**DOCUMENT SEGMENT**
— start —
# Weber Performer (22.5 Kettle fancied up) Questions



## indyadmin1974 (Apr 19, 2010)

I bought a Weber Performer last weekend, put it together and fired it up for the first time last Sunday.  I grilled a variety of different kabobs, some dogs for the kids and some smoked sausage.

Overall, I was impressed, especially by the ease of use as far as lighting charcoal.  No taste difference since the gas burns clean.

I was wondering what tips anyone has on the kettle grills in general.

What's the best way to layout the charcoal for simple things like burgers, brats and steaks?

Any mods that I should consider?

As always, any help is appreciated.


----------



## 5lakes (Apr 19, 2010)

I don't have any experience with one, but bumping this one back to the top for someone else to see.


----------



## indyadmin1974 (Apr 19, 2010)

Thanks for the bump!

Man does it feel good to go away from LP back to charcoal without the lighter fluid.


----------



## grampyskids (Apr 19, 2010)

I bought my 1st Weber in 1972 so here goes my opinion. Hopefully you are using a chimney to start your charcoal, if not, you should pick one up. I don't like the taste of my food using fluid. I use Kingsford Comp from Costco or lump from Walmart or Sam's Club. When your coals are ashed over, just dump them on the grill and spread them around to the size area that you will be grilling on.

The only Mod I would suggest is to keep a cooler full of cold ones handy to facilitate the cooking process.
Enjoy.


----------



## smokin' dick (Apr 19, 2010)

It is nice to have more than one temperature zone. Usually my grill is set up with charcoal on one side or half and none on the other. That way there is a spot to put the meat for indirect cooking and an area for direct grilling. If you really want to get fancy, three zones is just barely doable. Hot or a lot of coals, medium, fewer coals further away from the grate and a no coal zone.


----------



## indyadmin1974 (Apr 19, 2010)
— end —
**DATA PROVIDED**
— start —
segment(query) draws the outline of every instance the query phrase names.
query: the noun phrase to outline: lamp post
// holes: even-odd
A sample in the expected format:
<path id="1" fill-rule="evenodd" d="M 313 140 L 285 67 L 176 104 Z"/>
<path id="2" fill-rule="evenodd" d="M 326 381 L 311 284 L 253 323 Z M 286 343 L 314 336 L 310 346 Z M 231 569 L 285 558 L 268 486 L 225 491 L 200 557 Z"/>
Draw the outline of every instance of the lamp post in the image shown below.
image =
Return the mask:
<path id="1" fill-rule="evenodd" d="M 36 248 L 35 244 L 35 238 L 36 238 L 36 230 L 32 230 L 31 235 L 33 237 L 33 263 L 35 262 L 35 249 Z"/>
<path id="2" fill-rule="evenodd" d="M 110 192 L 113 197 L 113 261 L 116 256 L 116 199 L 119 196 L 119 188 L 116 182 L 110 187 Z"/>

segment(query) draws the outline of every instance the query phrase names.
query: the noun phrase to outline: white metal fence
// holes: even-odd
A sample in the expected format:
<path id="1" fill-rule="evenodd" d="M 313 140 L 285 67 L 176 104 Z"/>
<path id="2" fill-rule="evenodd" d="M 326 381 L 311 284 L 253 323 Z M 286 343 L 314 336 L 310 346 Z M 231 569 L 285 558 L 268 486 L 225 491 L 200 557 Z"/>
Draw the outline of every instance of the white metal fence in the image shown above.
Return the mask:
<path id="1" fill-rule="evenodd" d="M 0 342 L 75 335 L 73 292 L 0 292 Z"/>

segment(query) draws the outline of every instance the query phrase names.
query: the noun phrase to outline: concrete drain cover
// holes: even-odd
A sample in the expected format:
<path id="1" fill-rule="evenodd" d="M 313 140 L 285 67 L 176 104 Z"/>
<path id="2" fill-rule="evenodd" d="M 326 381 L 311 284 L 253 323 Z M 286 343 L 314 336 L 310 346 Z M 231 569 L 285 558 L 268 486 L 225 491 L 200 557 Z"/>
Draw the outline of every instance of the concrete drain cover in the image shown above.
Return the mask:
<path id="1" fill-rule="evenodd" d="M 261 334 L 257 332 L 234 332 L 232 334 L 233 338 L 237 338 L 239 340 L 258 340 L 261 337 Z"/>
— end —
**TASK TO COMPLETE**
Write out the passage of the Weber Performer thread starting at "I bought a Weber" and ending at "brats and steaks?". The material is not needed here.

**FULL OUTPUT**
I bought a Weber Performer last weekend, put it together and fired it up for the first time last Sunday.  I grilled a variety of different kabobs, some dogs for the kids and some smoked sausage.

Overall, I was impressed, especially by the ease of use as far as lighting charcoal.  No taste difference since the gas burns clean.

I was wondering what tips anyone has on the kettle grills in general.

What's the best way to layout the charcoal for simple things like burgers, brats and steaks?